* Written instruction a: Translate this sentence from the Bercham passage into Spanish: "There are a number of housing estates in Bercham."

Bercham (Jawi: برچم; ) is a suburb of Ipoh next to the North–South Expressway in Perak, Malaysia. It is located between the Ipoh South Interchange of North–South Expressway and Ipoh city. It is near Ipoh Garden, Tasek, Tambun and Tanjung Rambutan. There are a number of housing estates in Bercham. 

Bercham began as a tin mining town but later evolved to its present status when the tin deposits dwindled. It covers 8,877 hectares of which 56% of the land is utilized for housing, industry and agriculture. As at 2009, the population of Bercham was 150,000  that would be about 20% of the Ipoh's population of 702,464 in the same year.

A short drive to the end of the town near to Taman Ramai, lies two unexplored tourist attractions - Gunung Bercham (Kuan Yin Hill) and a Thai Buddhist temple. The temple existed as a shed some 15 years ago and the founder is a woman called Wan Yee, the caretaker of the temple. In 1990 the cashier of the temple Ting Cheong Meng was given the authority to rebuild the place. A hill track was built on the slope of Kuan Yin Hill allowed visitors to climb up to the hill top where offers the amazing  skyline view of Bercham and Tasek.

Bercham had two other small hills, including the Gunung Tambun Tengah (at Bercham Heights) which is the largest and tallest hill in Bercham, known to host a number of interesting wildlife including the red junglefowl, dusky langur, white-rumped shama, blue rock-thrush, bat hawk, Tickell's blue flycatcher, owls, squirrels, eagles, etc. Some temples are located here, such as the Huat Tian Keong temple and the Sukhavana Meditation Monastery. Another small hill, the Gunung Temlang (located near Bandar Baru Putra) is being mined and only half of the hill is present today.

* Written instruction b: Pick out every line in the listing below that contains the string "bottle", where case counts.

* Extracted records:
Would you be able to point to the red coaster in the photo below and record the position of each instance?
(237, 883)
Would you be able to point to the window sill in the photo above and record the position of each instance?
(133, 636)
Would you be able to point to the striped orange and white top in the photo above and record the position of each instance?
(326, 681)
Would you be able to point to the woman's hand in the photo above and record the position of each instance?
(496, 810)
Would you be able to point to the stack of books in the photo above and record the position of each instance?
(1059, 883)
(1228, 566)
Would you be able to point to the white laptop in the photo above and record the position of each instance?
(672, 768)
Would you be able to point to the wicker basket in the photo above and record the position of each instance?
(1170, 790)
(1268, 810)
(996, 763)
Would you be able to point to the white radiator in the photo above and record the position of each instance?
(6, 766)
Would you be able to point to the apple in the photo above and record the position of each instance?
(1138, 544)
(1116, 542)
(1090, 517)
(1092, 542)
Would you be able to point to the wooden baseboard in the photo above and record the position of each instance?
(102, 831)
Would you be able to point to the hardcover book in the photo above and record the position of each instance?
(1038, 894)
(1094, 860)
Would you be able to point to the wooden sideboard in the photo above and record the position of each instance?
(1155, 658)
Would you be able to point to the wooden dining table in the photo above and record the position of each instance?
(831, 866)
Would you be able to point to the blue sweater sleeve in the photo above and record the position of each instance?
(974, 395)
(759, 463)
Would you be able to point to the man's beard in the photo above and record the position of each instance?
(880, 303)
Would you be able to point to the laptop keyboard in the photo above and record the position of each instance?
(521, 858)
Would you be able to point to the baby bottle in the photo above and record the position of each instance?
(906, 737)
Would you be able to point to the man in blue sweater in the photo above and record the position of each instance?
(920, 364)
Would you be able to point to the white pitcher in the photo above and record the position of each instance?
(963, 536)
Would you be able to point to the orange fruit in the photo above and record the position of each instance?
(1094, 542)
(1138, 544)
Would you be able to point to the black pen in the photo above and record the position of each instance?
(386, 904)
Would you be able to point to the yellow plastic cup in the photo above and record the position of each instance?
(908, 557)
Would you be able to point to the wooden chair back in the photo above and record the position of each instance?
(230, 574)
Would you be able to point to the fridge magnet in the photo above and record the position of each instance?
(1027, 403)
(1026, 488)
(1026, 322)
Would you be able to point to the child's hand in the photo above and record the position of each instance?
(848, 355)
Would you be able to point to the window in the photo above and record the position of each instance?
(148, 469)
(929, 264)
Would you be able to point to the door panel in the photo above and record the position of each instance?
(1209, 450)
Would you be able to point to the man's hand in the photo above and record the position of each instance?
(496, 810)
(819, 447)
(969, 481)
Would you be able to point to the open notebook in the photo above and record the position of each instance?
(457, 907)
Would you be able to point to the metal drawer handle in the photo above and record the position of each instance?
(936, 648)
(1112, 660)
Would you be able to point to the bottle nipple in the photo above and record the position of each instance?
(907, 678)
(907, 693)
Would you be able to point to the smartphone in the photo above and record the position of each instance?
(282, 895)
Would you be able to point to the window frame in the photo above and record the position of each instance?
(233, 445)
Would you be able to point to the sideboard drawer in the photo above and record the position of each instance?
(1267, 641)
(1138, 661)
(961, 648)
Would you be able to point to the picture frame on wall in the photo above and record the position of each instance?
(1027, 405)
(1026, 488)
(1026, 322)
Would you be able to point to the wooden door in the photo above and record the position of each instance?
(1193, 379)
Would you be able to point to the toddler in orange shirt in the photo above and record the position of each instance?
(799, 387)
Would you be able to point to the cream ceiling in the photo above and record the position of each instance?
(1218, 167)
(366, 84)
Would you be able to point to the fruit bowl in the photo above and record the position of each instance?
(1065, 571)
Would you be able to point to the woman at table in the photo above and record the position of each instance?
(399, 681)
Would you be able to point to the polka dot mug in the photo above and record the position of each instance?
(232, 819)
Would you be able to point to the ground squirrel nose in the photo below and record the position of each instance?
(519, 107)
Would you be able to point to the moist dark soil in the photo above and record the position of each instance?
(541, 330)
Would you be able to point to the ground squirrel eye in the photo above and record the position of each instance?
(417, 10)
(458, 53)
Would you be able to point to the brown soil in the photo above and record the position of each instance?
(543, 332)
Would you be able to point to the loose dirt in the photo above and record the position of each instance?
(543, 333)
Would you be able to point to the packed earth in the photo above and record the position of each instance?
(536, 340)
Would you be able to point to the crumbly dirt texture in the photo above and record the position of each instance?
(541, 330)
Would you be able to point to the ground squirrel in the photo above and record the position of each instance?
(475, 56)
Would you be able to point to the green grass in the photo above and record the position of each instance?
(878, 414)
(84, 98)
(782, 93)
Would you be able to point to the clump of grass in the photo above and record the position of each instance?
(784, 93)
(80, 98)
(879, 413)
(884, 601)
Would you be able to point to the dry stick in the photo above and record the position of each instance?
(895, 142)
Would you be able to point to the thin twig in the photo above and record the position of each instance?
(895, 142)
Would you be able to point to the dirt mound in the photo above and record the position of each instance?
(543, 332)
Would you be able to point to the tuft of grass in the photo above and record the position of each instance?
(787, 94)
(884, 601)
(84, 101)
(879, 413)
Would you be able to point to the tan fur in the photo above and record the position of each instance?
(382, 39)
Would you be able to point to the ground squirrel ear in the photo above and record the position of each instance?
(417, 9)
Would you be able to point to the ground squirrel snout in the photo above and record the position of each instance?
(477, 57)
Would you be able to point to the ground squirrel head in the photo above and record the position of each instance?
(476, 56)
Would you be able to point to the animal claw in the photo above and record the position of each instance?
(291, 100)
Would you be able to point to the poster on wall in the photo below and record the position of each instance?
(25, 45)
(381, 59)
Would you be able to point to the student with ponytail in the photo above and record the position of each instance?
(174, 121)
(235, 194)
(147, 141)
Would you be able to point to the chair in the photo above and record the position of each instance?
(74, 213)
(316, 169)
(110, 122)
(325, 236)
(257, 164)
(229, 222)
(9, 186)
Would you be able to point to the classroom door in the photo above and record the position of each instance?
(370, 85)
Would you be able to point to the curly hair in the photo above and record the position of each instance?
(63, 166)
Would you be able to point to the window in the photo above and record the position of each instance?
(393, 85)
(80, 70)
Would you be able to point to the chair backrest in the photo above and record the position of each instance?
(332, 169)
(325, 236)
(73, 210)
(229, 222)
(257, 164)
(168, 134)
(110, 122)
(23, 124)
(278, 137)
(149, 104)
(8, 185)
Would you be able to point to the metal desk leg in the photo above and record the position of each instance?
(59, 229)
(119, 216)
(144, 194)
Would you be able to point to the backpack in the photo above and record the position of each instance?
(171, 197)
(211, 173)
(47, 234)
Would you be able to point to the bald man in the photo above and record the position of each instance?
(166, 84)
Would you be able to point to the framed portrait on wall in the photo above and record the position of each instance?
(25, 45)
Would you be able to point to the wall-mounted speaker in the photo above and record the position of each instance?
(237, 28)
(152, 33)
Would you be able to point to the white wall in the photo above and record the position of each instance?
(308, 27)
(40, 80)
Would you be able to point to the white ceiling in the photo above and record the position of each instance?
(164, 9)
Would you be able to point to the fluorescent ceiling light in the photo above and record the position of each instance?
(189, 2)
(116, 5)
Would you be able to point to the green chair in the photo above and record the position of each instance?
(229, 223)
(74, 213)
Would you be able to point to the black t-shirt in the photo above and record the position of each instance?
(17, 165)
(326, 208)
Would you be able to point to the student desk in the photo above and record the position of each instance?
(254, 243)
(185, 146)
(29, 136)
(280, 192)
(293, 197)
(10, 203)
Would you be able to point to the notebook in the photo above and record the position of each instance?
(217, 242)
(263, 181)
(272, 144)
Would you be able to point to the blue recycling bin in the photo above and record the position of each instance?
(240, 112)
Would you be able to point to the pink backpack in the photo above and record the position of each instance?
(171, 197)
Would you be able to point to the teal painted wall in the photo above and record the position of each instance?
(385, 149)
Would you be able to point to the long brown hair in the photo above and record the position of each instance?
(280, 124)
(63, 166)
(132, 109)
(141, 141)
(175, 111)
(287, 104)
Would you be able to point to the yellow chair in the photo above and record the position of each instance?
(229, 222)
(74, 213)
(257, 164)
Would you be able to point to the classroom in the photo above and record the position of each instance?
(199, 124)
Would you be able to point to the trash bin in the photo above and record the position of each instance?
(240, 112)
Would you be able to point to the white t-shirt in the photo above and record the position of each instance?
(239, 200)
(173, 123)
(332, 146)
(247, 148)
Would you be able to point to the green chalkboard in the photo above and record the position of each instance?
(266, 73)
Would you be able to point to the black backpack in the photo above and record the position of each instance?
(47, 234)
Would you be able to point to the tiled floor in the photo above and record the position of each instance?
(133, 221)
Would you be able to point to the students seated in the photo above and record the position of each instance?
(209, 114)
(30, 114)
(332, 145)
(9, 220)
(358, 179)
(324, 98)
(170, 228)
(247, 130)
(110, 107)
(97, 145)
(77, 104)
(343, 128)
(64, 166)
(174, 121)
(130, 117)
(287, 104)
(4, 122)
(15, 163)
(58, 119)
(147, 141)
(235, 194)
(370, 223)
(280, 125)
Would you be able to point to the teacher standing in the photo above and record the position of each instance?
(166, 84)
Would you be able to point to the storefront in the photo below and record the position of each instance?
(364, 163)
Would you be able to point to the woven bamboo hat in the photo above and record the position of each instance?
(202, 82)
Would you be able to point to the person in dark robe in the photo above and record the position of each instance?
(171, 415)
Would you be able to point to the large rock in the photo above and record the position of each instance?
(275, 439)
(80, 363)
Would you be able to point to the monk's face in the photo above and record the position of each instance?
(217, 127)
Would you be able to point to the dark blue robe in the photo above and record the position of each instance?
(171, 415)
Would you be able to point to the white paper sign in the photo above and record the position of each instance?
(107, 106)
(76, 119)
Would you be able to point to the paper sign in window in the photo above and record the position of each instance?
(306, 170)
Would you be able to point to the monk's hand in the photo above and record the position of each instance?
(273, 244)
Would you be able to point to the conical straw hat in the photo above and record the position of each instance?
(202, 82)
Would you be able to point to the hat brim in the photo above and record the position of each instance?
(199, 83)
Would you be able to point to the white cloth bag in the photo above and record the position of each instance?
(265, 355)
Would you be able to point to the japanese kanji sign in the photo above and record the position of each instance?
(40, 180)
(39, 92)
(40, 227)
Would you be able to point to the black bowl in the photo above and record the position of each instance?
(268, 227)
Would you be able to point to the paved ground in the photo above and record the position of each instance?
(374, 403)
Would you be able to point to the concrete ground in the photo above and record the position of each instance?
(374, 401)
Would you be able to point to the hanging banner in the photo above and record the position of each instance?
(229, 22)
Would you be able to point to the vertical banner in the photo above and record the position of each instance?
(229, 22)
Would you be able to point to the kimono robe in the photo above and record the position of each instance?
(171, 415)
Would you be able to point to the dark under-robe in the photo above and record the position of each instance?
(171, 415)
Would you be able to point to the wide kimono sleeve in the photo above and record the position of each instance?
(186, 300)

* Reply a: Hay varias urbanizaciones en Bercham.

* Reply b:
Would you be able to point to the baby bottle in the photo above and record the position of each instance?
Would you be able to point to the bottle nipple in the photo above and record the position of each instance?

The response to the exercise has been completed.